## [What is needed]
Starting at the line that contains "Where can the snake be" and ending at the line that contains "point(92, 250)", render the entries below as a numbered list. Include both of those lines, skip any blank lines, and leave the pictures out.

## [Task inputs]
+ + + +
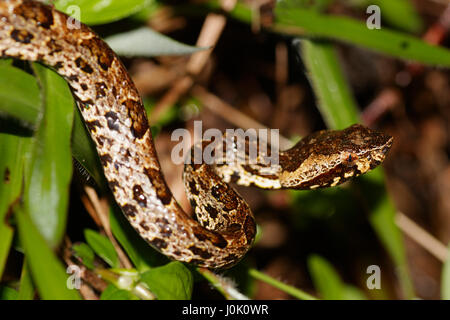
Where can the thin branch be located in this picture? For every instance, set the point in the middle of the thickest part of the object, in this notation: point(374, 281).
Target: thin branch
point(421, 237)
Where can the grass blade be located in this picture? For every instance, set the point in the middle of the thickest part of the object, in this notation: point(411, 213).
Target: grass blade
point(382, 210)
point(47, 272)
point(309, 23)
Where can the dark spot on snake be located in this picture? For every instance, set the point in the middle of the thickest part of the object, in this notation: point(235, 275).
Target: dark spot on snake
point(83, 65)
point(100, 88)
point(7, 176)
point(219, 241)
point(105, 159)
point(200, 233)
point(212, 211)
point(21, 36)
point(87, 103)
point(129, 210)
point(36, 11)
point(193, 204)
point(159, 243)
point(58, 65)
point(144, 226)
point(100, 140)
point(164, 228)
point(162, 191)
point(92, 125)
point(112, 118)
point(249, 229)
point(138, 195)
point(200, 252)
point(226, 196)
point(193, 188)
point(197, 261)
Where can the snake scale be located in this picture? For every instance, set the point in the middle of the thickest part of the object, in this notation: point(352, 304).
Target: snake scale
point(112, 109)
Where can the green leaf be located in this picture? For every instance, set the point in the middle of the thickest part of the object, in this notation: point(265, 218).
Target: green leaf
point(7, 293)
point(143, 256)
point(301, 22)
point(145, 42)
point(328, 283)
point(445, 282)
point(47, 272)
point(113, 293)
point(170, 282)
point(19, 96)
point(84, 151)
point(13, 151)
point(85, 254)
point(50, 169)
point(100, 11)
point(340, 114)
point(102, 247)
point(336, 102)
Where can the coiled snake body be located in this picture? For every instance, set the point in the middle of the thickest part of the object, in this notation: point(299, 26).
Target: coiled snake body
point(114, 115)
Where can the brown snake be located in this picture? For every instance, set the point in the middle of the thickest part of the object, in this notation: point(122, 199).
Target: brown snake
point(114, 115)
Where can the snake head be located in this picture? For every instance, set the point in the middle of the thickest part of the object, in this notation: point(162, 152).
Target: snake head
point(330, 157)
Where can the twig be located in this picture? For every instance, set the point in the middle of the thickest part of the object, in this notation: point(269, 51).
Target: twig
point(232, 115)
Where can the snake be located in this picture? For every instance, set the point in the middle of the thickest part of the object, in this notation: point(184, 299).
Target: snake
point(223, 228)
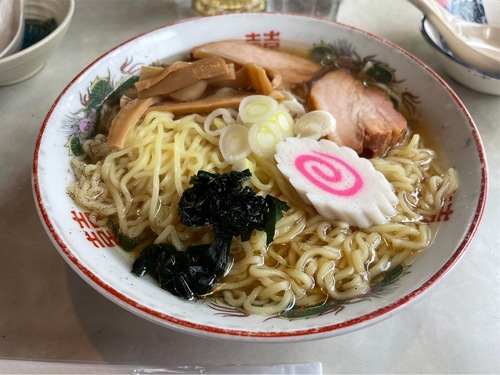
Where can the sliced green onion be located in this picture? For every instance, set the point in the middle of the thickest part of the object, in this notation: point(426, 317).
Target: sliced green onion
point(233, 143)
point(263, 138)
point(315, 124)
point(257, 108)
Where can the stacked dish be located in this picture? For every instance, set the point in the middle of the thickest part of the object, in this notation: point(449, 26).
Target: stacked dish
point(38, 14)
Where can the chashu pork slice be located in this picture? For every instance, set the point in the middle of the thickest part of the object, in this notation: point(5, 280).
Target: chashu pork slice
point(293, 69)
point(366, 118)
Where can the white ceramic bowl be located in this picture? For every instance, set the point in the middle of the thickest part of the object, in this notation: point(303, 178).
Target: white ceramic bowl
point(92, 253)
point(456, 68)
point(27, 62)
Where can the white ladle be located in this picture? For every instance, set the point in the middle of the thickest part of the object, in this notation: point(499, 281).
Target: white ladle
point(11, 26)
point(476, 44)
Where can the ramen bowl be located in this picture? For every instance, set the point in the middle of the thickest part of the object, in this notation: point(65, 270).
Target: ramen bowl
point(92, 250)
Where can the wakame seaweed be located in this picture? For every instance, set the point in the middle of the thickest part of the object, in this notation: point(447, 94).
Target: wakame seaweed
point(231, 209)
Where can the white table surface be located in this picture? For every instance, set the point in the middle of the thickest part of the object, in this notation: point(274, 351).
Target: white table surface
point(47, 313)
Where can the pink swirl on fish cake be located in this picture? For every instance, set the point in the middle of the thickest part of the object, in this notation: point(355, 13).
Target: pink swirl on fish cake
point(329, 173)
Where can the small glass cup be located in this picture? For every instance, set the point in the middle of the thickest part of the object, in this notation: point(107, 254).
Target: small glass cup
point(210, 7)
point(318, 8)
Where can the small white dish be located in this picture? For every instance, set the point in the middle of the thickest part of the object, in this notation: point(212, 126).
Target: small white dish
point(29, 61)
point(457, 69)
point(461, 72)
point(11, 26)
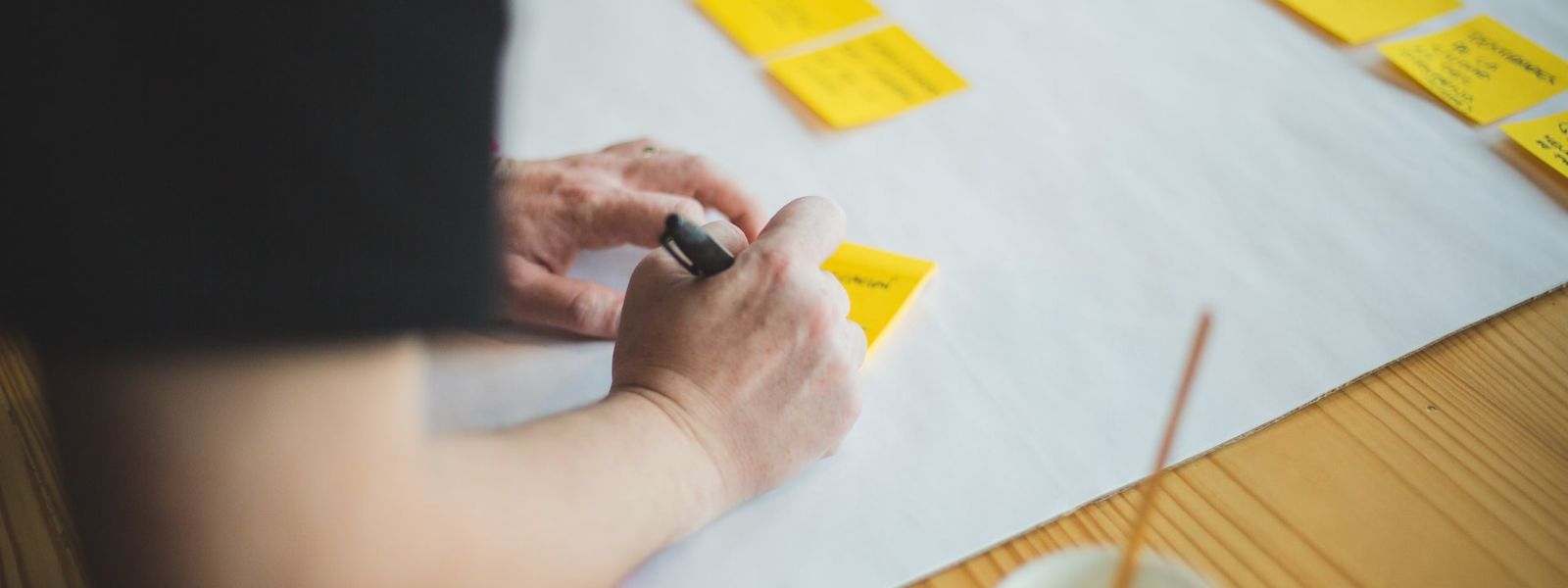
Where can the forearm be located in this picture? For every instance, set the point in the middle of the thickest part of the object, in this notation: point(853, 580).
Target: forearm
+ + + +
## [Reply to the exercise]
1. Where can the snake be located in this picture? For every instance, set the point in the middle of the thickest part of the object, in this notation: point(184, 299).
2. Target: snake
3. point(223, 228)
4. Where can the sliced green onion be located in this picture? For every instance, set the point in the middle of the thickest part of the object, in this notation: point(426, 317).
5. Target: sliced green onion
6. point(233, 143)
7. point(263, 138)
8. point(315, 124)
9. point(257, 108)
10. Where can the stacked dish be located in this picture? For every instance, set the point in the middle of the thickest part of the object, in this notation: point(449, 26).
11. Target: stacked dish
12. point(38, 14)
13. Where can the chashu pork slice be located in this picture? For every instance, set the point in the middle of the thickest part of the object, in this notation: point(5, 280).
14. Target: chashu pork slice
15. point(293, 69)
16. point(366, 118)
17. Where can the white ceramic bowl be located in this picture? For every instance, set the point in the middle of the thickest part of the object, in this notation: point(303, 178).
18. Target: white ceramic bowl
19. point(92, 253)
20. point(456, 68)
21. point(27, 62)
22. Where can the white ladle be located in this picture? For every instance, set the point in the middle of the thickest part of the object, in this notation: point(499, 281).
23. Target: white ladle
24. point(11, 26)
25. point(476, 44)
26. Where can the ramen bowl be located in this picture? For every instance, set the point in the middle of the thickest part of the object, in this notation: point(65, 270).
27. Target: ramen bowl
28. point(92, 250)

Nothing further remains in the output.